Region labeling entries
● ● ●

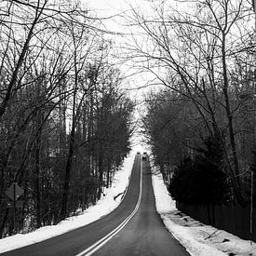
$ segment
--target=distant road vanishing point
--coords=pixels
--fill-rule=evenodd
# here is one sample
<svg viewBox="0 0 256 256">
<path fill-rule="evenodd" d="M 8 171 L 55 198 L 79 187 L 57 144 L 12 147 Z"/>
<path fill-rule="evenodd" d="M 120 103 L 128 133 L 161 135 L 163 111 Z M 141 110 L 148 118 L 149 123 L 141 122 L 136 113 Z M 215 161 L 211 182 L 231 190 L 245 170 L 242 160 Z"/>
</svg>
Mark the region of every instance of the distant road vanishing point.
<svg viewBox="0 0 256 256">
<path fill-rule="evenodd" d="M 120 205 L 110 214 L 56 237 L 10 250 L 19 256 L 185 256 L 189 253 L 166 229 L 155 209 L 148 159 L 134 159 Z"/>
</svg>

● ● ●

> Task brief
Copy the lines word for word, beginning at the start of the records and ending after the line that contains "171 L 55 198". Leave out the pictures.

> Written response
$ segment
--target=distant road vanishing point
--coords=pixels
--fill-rule=evenodd
# here is one sample
<svg viewBox="0 0 256 256">
<path fill-rule="evenodd" d="M 8 171 L 55 198 L 79 187 L 57 144 L 12 147 Z"/>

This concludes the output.